== Work instruction ==
Print verbatim the lines of the entries from the one containing "Target: tree trunk" to the last, inclusive, and no others.

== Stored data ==
──────────
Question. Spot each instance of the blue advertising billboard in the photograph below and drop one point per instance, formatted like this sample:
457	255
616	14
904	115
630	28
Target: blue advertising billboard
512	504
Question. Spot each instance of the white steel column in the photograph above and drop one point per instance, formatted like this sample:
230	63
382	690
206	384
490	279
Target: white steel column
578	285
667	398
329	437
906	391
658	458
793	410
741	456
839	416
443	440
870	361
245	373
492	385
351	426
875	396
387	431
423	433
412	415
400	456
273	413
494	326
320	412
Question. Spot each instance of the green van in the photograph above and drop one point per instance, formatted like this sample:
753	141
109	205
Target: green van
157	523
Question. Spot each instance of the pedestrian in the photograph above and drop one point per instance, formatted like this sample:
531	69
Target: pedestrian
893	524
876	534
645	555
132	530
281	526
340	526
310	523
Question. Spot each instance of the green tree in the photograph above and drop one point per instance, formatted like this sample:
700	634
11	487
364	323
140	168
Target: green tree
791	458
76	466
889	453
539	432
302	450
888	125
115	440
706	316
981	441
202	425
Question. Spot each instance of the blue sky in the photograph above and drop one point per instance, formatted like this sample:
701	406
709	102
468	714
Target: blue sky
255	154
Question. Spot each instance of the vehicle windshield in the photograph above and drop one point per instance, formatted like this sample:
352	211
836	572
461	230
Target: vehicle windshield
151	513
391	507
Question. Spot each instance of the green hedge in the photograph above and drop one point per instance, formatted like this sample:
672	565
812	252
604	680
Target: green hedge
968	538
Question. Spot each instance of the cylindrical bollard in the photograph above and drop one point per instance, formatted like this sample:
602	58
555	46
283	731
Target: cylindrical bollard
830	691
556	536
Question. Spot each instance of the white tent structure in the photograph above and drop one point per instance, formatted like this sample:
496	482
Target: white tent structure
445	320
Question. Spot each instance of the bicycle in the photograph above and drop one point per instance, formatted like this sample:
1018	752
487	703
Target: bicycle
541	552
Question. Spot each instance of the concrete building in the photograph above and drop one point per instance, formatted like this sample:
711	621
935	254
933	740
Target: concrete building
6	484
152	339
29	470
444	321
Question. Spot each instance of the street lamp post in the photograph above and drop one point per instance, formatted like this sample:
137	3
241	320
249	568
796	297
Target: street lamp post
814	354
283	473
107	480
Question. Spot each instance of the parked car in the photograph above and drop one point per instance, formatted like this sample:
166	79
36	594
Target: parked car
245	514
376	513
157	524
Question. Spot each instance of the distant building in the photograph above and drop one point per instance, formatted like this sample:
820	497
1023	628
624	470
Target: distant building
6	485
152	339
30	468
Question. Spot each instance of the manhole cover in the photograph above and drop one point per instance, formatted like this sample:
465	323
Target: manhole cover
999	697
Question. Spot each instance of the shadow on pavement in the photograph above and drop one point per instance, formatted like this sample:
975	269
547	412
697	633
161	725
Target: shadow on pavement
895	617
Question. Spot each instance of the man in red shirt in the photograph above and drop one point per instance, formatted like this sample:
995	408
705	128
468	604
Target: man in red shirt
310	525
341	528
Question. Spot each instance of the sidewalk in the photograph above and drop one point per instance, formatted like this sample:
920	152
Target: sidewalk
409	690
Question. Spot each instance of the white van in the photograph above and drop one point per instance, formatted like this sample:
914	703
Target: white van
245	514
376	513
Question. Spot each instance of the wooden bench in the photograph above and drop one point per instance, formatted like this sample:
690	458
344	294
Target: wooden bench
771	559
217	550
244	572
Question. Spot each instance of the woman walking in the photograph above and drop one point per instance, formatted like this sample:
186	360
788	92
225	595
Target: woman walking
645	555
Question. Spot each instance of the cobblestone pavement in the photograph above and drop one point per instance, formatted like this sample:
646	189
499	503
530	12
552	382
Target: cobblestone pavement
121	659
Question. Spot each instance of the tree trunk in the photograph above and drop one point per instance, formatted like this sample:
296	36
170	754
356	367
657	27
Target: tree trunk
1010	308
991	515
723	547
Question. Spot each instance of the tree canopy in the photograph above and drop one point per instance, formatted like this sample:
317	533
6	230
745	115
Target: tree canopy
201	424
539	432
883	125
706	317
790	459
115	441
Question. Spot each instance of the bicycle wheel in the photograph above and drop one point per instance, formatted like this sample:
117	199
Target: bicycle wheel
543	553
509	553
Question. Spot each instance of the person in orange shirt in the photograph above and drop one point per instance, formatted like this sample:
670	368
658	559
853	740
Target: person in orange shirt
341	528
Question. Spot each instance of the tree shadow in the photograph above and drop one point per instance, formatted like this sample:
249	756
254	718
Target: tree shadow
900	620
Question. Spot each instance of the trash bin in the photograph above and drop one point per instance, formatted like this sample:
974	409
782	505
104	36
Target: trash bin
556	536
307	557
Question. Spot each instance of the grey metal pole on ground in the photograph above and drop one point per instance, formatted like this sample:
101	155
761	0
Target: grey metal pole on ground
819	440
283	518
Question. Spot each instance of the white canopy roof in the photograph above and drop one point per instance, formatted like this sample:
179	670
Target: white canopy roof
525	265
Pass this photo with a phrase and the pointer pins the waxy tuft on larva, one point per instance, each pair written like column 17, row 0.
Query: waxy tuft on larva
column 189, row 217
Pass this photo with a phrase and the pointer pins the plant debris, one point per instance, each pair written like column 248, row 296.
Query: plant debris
──────────
== Completed exercise ==
Target: tree trunk
1010	308
991	515
723	547
Question. Spot each instance of the tree canopy in the photograph above and drop one point per instance, formatted like this sample:
317	533
6	230
745	115
Target: tree canopy
201	424
539	432
883	125
706	317
790	459
115	441
Question. Spot each instance of the bicycle wheel in the photograph above and drop one point per instance, formatted like this sample:
117	199
Target: bicycle wheel
543	553
509	553
Question. Spot each instance of the person in orange shirt in the photograph above and drop one point per instance, formatted like this sample:
670	368
658	559
853	740
Target: person in orange shirt
341	528
Question. Spot each instance of the tree shadow in the photograph above and drop one point per instance, formatted like this sample:
249	756
254	718
Target: tree shadow
900	620
Question. Spot each instance of the trash bin in the photograph above and drop one point per instance, formatted like this sample:
974	409
782	505
104	36
Target: trash bin
556	536
307	557
Question. Spot each instance of the grey metal pole on ground in the photograph above and drop one point per instance, formatted like this sample:
101	155
761	0
Target: grey metal pole on ground
819	440
283	518
Question. Spot each instance of the white canopy roof in the photograph above and drop one point per instance, formatted like this sample:
179	670
Target: white canopy roof
525	265
Pass this photo with a phrase and the pointer pins the waxy tuft on larva, one point per instance, each pair written like column 17, row 0.
Query: waxy tuft on larva
column 189, row 217
Pass this photo with a phrase and the pointer pins the plant debris, one point per instance, each pair written like column 248, row 296.
Query: plant debris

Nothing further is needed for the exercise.